[Region pointing data]
* * *

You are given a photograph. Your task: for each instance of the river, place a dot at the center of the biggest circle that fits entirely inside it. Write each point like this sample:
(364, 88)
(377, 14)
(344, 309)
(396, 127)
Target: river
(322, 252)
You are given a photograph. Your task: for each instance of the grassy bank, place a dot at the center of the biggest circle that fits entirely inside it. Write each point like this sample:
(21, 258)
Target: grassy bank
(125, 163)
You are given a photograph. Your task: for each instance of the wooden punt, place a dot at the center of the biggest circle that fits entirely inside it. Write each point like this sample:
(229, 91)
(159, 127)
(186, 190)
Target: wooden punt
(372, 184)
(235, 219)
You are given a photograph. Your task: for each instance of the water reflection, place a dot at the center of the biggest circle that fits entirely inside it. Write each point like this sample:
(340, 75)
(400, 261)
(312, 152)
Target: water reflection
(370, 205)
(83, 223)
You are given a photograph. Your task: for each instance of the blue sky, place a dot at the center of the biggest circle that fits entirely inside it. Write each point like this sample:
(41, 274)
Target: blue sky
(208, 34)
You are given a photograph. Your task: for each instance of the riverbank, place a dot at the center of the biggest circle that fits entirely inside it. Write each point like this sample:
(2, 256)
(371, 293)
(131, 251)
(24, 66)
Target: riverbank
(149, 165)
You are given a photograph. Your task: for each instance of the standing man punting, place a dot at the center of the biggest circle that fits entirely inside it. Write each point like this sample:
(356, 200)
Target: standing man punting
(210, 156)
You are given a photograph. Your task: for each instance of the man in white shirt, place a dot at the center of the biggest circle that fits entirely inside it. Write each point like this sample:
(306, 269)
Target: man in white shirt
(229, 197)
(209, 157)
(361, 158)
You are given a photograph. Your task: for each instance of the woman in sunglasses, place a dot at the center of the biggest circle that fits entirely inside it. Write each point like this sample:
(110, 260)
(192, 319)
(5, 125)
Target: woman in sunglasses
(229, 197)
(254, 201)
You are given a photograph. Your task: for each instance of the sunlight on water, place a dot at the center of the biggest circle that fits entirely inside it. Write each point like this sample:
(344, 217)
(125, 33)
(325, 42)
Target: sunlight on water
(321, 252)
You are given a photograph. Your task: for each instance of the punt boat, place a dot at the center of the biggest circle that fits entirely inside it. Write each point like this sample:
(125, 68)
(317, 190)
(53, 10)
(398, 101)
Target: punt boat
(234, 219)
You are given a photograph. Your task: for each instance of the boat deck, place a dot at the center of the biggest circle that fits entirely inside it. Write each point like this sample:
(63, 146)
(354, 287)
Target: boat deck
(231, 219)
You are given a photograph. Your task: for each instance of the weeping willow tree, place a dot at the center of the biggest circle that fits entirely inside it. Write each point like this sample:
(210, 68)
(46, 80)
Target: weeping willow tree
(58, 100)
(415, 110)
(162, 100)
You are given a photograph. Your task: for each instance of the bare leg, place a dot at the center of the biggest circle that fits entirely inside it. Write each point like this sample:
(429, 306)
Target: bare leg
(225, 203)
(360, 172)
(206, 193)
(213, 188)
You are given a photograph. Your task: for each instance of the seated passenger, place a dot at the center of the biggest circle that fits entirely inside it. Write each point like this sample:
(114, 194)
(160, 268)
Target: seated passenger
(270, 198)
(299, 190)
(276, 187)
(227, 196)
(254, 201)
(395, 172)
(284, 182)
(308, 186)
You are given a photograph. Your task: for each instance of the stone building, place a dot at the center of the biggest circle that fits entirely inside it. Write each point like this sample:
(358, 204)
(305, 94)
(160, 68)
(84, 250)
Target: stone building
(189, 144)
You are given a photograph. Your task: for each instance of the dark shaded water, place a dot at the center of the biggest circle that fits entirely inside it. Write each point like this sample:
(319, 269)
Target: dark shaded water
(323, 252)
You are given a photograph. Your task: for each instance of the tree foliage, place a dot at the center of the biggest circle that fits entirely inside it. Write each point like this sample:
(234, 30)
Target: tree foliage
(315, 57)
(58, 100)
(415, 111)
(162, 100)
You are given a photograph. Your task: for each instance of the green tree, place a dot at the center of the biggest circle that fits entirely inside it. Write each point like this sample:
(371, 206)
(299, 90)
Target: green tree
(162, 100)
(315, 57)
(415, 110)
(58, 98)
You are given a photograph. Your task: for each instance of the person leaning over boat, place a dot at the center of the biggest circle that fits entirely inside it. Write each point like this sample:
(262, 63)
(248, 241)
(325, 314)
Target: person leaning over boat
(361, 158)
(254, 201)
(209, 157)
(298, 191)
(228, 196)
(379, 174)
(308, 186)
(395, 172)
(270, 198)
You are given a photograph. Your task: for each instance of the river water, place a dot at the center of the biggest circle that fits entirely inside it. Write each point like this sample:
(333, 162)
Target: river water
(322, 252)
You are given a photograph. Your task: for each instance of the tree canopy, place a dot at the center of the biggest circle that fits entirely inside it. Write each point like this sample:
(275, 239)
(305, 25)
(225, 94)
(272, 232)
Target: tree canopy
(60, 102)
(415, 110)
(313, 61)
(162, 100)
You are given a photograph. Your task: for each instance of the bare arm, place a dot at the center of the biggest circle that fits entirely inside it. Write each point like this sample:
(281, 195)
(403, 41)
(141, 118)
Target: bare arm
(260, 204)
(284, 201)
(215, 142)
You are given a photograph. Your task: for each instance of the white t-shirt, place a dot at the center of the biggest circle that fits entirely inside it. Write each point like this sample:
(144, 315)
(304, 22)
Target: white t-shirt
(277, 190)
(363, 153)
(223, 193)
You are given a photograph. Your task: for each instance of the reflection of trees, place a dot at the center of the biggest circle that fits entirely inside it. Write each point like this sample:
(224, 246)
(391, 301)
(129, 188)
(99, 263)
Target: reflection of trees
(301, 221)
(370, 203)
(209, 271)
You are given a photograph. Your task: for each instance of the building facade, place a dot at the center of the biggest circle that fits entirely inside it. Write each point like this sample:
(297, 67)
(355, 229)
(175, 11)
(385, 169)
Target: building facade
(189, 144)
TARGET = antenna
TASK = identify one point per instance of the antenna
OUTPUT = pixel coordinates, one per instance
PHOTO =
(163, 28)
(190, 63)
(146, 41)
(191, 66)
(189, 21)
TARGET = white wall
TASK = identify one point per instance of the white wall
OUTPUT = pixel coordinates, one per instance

* * *

> **What is being asked**
Print all of the entries exactly as they are written.

> **Your solution**
You are given a photograph. Your task: for each instance of the river, place a dot at the center of the biggest circle that fits entirely inside it. Write each point like this sample:
(364, 88)
(377, 14)
(344, 309)
(396, 127)
Target: river
(322, 252)
You are given a photograph. Your task: for each instance of the grassy bank, place a dot at the center of the biggest circle that fits entirely inside it. Write each point like this sample:
(21, 258)
Target: grassy bank
(125, 163)
You are given a photograph. Your task: for each instance of the wooden punt, place a dot at the center of the biggest circle that fits entirely inside it. Write each point like this sample:
(229, 91)
(159, 127)
(186, 190)
Target: wooden punt
(372, 184)
(235, 219)
You are given a photograph. Your task: for each instance of the water reflection, place a dot at the center of the biggest circle that fits entirely inside it. Write each point like this sample:
(340, 75)
(400, 261)
(312, 152)
Target: water reflection
(370, 205)
(83, 223)
You are given a photograph. Your task: for each instance of the blue sky, place a dot at the center of the biggest circle that fits entirely inside it. Write each point like this sample:
(41, 274)
Target: blue sky
(208, 34)
You are given a photograph. Your task: for each instance of the riverbank, place a dot at the center of the biggest circle that fits entirely inside it. Write each point like this sample:
(2, 256)
(371, 293)
(131, 251)
(24, 66)
Target: riverbank
(149, 165)
You are given a photograph. Your task: for each instance of the standing man punting, place a dot at the center of the biggest circle that fits entirely inside it. Write each point like this sample:
(356, 200)
Target: standing man punting
(210, 156)
You are given a photograph. Your task: for each instance of the man in white shirt, place a dot at the center of the biggest circle that fits entirely inside it. Write each point like this sample:
(306, 269)
Target: man in white shirt
(229, 197)
(209, 157)
(361, 158)
You are given a photograph. Your task: for each instance of the woman in sunglasses, place a dot at the center of the biggest circle that fits entirely inside it. Write each point like this sample:
(110, 260)
(192, 319)
(5, 125)
Target: woman in sunglasses
(229, 197)
(254, 201)
You are given a photograph. Your task: for each instance of the sunlight on water, place a dot at the center of the biggest circle that fits entirely inside it. Write each point like this sample:
(344, 217)
(125, 33)
(325, 42)
Target: sunlight on water
(321, 252)
You are given a photograph. Your task: for each instance of the punt boat, place a dot at the center of the biggest circle that fits entirely inside it. Write each point like this sample:
(125, 68)
(317, 190)
(53, 10)
(398, 101)
Target: punt boat
(234, 219)
You are given a photograph. Your task: for each instance of the boat deck, place a dot at the center of the biggest circle that fits entirely inside it. Write each point like this sample:
(63, 146)
(354, 287)
Target: boat deck
(231, 219)
You are given a photograph. Your task: for each instance of the weeping willow tree, place a dot at the center of the biggest circle that fits entirely inside it. Write each point like this sample:
(210, 68)
(46, 80)
Target: weeping willow tree
(58, 100)
(415, 110)
(162, 100)
You are given a photograph. Your task: for each instance of the bare leg, place a dot at the center of the biggest circle that fits entirely inside it. Write each point like this sample:
(429, 306)
Target: bare leg
(225, 203)
(360, 172)
(206, 193)
(213, 188)
You are given a photograph. Your task: for each instance of the seated passenger, place a dot at the center of the biggest circle that fits entirely inside it. Write each point like this sample:
(114, 194)
(160, 268)
Target: seated passenger
(270, 198)
(299, 190)
(276, 187)
(227, 196)
(254, 201)
(395, 172)
(284, 182)
(308, 186)
You are given a photograph. Your task: for each instance of the stone building, place a dot at the center of the biggest circle that fits entirely inside it. Write each point like this sample:
(358, 204)
(305, 94)
(160, 68)
(84, 250)
Target: stone building
(189, 144)
You are given a photograph. Your task: for each instance of the dark shaded water, place a dot at the center of the biggest circle that fits entirely inside it. Write each point like this sample:
(319, 269)
Target: dark shaded water
(323, 252)
You are given a photograph. Your task: for each instance of the tree foliage, place a dot at the center of the biggest circle that fits entirely inside it. Write each point like this sample:
(234, 30)
Target: tree foliage
(315, 57)
(58, 100)
(415, 111)
(162, 100)
You are given a photograph. Your task: for each instance of the green tree, place a dot at the center of the biggest circle that fits entirely inside it. Write each point like this sample:
(371, 206)
(299, 90)
Target: green tree
(162, 100)
(315, 57)
(415, 110)
(58, 98)
You are given a photograph. Your task: for each instance of the person leaning over boat, place a dot at the center of the biggest circle that fits entirely inside it. Write each point like this sample:
(262, 63)
(248, 241)
(325, 314)
Target: person leaning over boat
(361, 158)
(254, 201)
(209, 157)
(298, 191)
(228, 196)
(379, 174)
(308, 186)
(395, 172)
(270, 198)
You are given a photograph. Your task: for each instance of the river water, place a dot at the center of the biggest circle that fits entirely inside it. Write each point like this sample:
(333, 162)
Target: river water
(322, 252)
You are given a photograph. Your task: for each instance of the tree canopy, place a dot at the center of the biggest circle that fits entirely inside it. Write each point like this sample:
(275, 239)
(305, 25)
(225, 94)
(272, 232)
Target: tree canopy
(60, 102)
(415, 110)
(313, 61)
(162, 100)
You are given a photograph. Your task: for each instance of the bare arm, place a dot at the center of the biggest circle that fits entirely inside it. Write each point like this sample:
(281, 195)
(403, 41)
(141, 118)
Target: bare arm
(260, 204)
(284, 201)
(215, 142)
You are given a photograph. Your task: for each instance of the white t-shirt, place a dot at the center of the biggest circle that fits entirely inside it. Write each point like this sample:
(144, 315)
(304, 22)
Target: white t-shirt
(277, 190)
(363, 153)
(223, 193)
You are given a photograph. Your task: for each instance of the reflection of trees, place a dot at the center of the biggest circle that fits entirely inside it. Write each point like this sample:
(224, 246)
(391, 301)
(129, 188)
(99, 263)
Target: reflection of trees
(301, 221)
(370, 203)
(209, 271)
You are given a photograph. Your task: for each instance of the building facade, place a dot at the center of the biggest circle that fits entirely inside it. Write each point like this sample:
(297, 67)
(355, 229)
(175, 11)
(385, 169)
Target: building facade
(189, 144)
TARGET = antenna
TASK = identify one point per instance of the antenna
OUTPUT = pixel coordinates, one per instance
PHOTO =
(163, 28)
(190, 63)
(146, 41)
(191, 66)
(189, 21)
TARGET = white wall
TASK = identify one point per instance of the white wall
OUTPUT = pixel coordinates, one per instance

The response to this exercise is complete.